▶ _REQUIREMENTS_: Starting at the line that contains "of the long" and continuing through the end of the data, rewrite those lines with "hands back" replaced by "returns" and everything else unchanged. Omit the pictures from your answer.

Excerpts from point annotation data:
● ● ● ● ●
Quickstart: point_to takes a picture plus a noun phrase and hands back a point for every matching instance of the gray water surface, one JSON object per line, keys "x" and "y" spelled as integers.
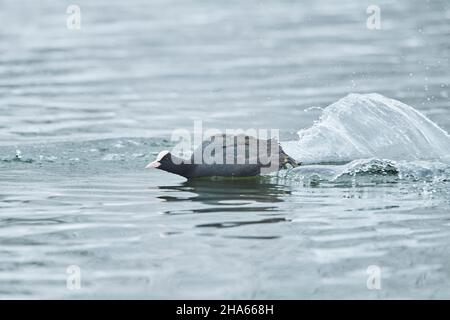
{"x": 82, "y": 113}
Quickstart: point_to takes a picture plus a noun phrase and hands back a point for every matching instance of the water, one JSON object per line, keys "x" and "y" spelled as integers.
{"x": 82, "y": 112}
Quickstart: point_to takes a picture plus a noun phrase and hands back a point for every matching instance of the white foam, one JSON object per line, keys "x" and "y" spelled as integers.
{"x": 370, "y": 125}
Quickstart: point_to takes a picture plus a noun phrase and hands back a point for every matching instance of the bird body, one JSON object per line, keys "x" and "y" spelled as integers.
{"x": 227, "y": 156}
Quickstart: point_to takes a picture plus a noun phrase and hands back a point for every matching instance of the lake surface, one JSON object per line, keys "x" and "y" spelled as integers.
{"x": 83, "y": 111}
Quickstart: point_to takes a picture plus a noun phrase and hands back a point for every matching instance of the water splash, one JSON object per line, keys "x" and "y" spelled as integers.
{"x": 361, "y": 126}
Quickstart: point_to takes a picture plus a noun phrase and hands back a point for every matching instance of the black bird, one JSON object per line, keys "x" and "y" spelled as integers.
{"x": 227, "y": 156}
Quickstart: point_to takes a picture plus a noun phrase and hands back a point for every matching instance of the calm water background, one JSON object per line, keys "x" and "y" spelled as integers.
{"x": 82, "y": 112}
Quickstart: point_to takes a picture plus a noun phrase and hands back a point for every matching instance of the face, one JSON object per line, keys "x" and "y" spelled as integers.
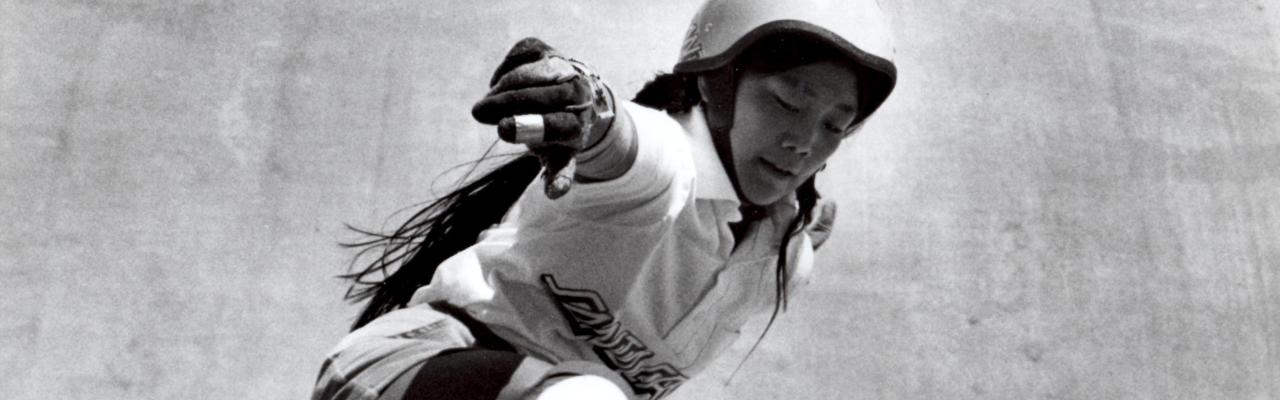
{"x": 787, "y": 123}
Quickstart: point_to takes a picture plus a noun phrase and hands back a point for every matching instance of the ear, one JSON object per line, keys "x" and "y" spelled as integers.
{"x": 703, "y": 87}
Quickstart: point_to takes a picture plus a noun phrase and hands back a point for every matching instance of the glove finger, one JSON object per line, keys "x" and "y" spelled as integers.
{"x": 534, "y": 130}
{"x": 545, "y": 72}
{"x": 531, "y": 100}
{"x": 526, "y": 50}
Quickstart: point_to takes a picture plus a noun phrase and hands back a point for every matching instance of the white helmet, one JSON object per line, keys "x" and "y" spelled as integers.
{"x": 722, "y": 30}
{"x": 856, "y": 28}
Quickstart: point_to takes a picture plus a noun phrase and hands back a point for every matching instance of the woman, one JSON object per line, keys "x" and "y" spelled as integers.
{"x": 685, "y": 216}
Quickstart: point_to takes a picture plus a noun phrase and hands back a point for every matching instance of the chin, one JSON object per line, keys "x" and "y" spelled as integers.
{"x": 763, "y": 196}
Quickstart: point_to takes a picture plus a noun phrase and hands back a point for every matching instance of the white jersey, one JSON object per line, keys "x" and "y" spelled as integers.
{"x": 639, "y": 273}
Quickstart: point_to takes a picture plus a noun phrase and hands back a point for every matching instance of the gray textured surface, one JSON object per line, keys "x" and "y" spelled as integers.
{"x": 1072, "y": 200}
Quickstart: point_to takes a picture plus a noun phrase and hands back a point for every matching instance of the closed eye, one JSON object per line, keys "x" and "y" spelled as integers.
{"x": 786, "y": 105}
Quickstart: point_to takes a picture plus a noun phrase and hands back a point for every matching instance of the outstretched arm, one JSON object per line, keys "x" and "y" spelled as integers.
{"x": 561, "y": 109}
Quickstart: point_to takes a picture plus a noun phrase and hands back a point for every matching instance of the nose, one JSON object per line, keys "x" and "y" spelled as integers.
{"x": 799, "y": 141}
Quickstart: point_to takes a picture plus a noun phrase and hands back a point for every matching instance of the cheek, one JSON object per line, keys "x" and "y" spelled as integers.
{"x": 824, "y": 151}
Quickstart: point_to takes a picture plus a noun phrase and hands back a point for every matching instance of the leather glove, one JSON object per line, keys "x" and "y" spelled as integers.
{"x": 554, "y": 105}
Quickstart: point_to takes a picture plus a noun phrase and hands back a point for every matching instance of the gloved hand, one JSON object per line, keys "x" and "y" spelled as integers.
{"x": 554, "y": 105}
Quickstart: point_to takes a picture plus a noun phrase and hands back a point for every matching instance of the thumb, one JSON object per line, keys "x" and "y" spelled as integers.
{"x": 526, "y": 50}
{"x": 819, "y": 230}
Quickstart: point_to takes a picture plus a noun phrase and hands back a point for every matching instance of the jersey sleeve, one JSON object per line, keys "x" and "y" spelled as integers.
{"x": 656, "y": 186}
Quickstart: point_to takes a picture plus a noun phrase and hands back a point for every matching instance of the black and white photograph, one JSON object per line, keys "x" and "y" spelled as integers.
{"x": 639, "y": 200}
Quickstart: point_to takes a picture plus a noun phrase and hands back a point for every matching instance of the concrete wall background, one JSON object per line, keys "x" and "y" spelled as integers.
{"x": 1063, "y": 200}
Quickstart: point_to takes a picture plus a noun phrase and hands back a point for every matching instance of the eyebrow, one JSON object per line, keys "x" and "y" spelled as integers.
{"x": 800, "y": 85}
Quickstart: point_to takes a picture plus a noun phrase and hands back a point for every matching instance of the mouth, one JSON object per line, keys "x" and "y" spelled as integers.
{"x": 777, "y": 169}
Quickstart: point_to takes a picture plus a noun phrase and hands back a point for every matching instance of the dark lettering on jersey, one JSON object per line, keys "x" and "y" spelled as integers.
{"x": 590, "y": 319}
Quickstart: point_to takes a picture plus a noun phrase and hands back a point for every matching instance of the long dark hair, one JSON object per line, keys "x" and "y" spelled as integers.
{"x": 407, "y": 258}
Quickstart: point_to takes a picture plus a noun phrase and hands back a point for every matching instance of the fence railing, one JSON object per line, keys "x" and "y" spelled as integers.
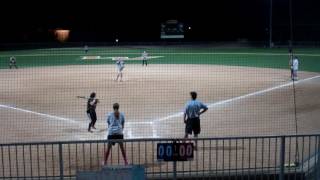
● ● ● ● ●
▶ _FINISHED EXERCISE_:
Quickstart: point_to takes a picture plus a noun phrase and returns a point for every matching instance of the long dark hair, one JSON object per line, keys "x" and "y" spelled as integers.
{"x": 407, "y": 258}
Quickstart: point_to takes a picture plus a noun phrase and returns a point for every matching instance of the fence railing, one JSON object per line, keys "x" and "y" spelled as integers.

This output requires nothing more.